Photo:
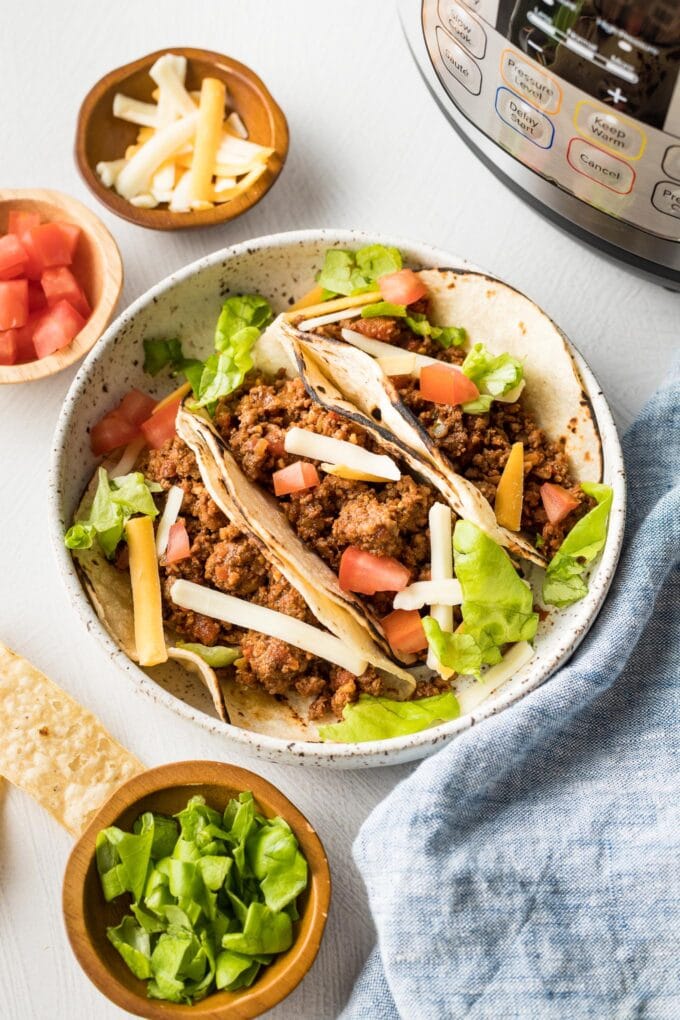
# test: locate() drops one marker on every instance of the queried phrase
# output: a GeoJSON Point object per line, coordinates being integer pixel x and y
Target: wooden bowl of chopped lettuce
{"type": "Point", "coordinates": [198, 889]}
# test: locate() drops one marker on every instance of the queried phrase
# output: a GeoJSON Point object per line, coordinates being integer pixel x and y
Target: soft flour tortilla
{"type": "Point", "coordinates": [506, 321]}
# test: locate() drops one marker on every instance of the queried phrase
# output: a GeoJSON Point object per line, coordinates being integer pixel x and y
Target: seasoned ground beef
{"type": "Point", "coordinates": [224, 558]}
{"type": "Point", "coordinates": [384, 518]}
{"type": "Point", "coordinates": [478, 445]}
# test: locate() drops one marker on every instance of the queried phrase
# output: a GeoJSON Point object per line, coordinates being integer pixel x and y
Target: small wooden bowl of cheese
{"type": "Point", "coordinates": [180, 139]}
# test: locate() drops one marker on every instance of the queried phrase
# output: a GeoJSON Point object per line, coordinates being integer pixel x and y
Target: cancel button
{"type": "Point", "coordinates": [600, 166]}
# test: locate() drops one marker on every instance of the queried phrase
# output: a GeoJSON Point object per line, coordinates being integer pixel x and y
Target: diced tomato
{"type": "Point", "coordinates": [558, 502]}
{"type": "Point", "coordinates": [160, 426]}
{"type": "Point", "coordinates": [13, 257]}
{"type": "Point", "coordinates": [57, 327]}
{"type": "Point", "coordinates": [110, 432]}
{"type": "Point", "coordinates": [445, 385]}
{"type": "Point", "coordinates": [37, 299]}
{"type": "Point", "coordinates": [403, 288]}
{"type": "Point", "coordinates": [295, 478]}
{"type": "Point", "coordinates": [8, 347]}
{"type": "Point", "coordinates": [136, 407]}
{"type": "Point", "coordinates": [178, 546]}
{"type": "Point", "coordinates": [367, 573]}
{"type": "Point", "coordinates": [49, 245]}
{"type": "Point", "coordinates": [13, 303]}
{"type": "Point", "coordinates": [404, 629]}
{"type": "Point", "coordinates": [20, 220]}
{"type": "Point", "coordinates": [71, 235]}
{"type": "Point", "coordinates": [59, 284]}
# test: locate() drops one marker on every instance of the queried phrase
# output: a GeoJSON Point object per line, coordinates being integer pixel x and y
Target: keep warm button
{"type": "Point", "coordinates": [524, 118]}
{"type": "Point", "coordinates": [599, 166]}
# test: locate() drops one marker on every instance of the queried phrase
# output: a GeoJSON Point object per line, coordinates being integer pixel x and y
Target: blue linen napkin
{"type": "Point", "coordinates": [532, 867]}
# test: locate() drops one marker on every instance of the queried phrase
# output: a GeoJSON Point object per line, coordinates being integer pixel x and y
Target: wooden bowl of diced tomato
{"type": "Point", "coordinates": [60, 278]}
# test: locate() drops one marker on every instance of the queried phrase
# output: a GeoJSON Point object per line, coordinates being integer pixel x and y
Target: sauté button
::::
__Goal of the exercise__: Retype the entries exactly, skipping every picture.

__Solution for this exercise__:
Photo:
# test: locate() drops one marker on every instance of the queried phrase
# output: a GeoJSON Point object per line, coordinates being integer pixel x and y
Target: wooden bowl of chopped lettuce
{"type": "Point", "coordinates": [198, 889]}
# test: locate() drops one marker on every instance of the queried phrase
# output: a GeoJSON Point object per line, coordinates being integer pixel x and y
Target: soft flour tortilla
{"type": "Point", "coordinates": [506, 321]}
# test: locate() drops one marker on every instance of the queried phrase
# output: a GeoJSON Point object per line, coordinates being integer pixel x and y
Target: seasoned ground beef
{"type": "Point", "coordinates": [224, 558]}
{"type": "Point", "coordinates": [384, 518]}
{"type": "Point", "coordinates": [478, 445]}
# test: locate() drops one marker on every instance of the queried phrase
# output: a GeoJSON Point object per line, coordinates being integer pixel x and y
Target: small wooden bowl of cheese
{"type": "Point", "coordinates": [180, 139]}
# test: locate() drops one marker on every instance of the queried phrase
# output: a GeoJSON Point object per line, coordinates being integer pixel x and y
Target: cancel button
{"type": "Point", "coordinates": [600, 166]}
# test: locate() drops one marker on every instance of the queried phrase
# output: a GeoJSON Point object per line, coordinates being integer pixel x and y
Target: diced tomato
{"type": "Point", "coordinates": [558, 502]}
{"type": "Point", "coordinates": [160, 426]}
{"type": "Point", "coordinates": [13, 257]}
{"type": "Point", "coordinates": [57, 327]}
{"type": "Point", "coordinates": [110, 432]}
{"type": "Point", "coordinates": [445, 385]}
{"type": "Point", "coordinates": [37, 299]}
{"type": "Point", "coordinates": [403, 288]}
{"type": "Point", "coordinates": [295, 478]}
{"type": "Point", "coordinates": [8, 347]}
{"type": "Point", "coordinates": [136, 407]}
{"type": "Point", "coordinates": [178, 546]}
{"type": "Point", "coordinates": [367, 573]}
{"type": "Point", "coordinates": [49, 245]}
{"type": "Point", "coordinates": [13, 303]}
{"type": "Point", "coordinates": [404, 629]}
{"type": "Point", "coordinates": [20, 220]}
{"type": "Point", "coordinates": [71, 235]}
{"type": "Point", "coordinates": [59, 284]}
# test: locate() drops one marker on every instance of the queried phrase
# output: a GeoJSON Point object per line, coordinates being integer pixel x and y
Target: keep warm button
{"type": "Point", "coordinates": [524, 118]}
{"type": "Point", "coordinates": [599, 166]}
# test: locate() drops one marker on every instance of the queried phrase
# output: a GeoJSON Point object per line, coordinates being integer pixel x and y
Target: blue linen napkin
{"type": "Point", "coordinates": [532, 867]}
# test: locate() drops one marker on every instance of the queried phrase
# output: a GeoJSON Point object per line, coordinates being integer pixel x and y
Target: wooden bowl of diced tomato
{"type": "Point", "coordinates": [60, 278]}
# test: locate() drops one marker on every instance of the queried phrase
# output: a GeoJSON Point object per line, coordinates being integer pixel x and y
Target: sauté button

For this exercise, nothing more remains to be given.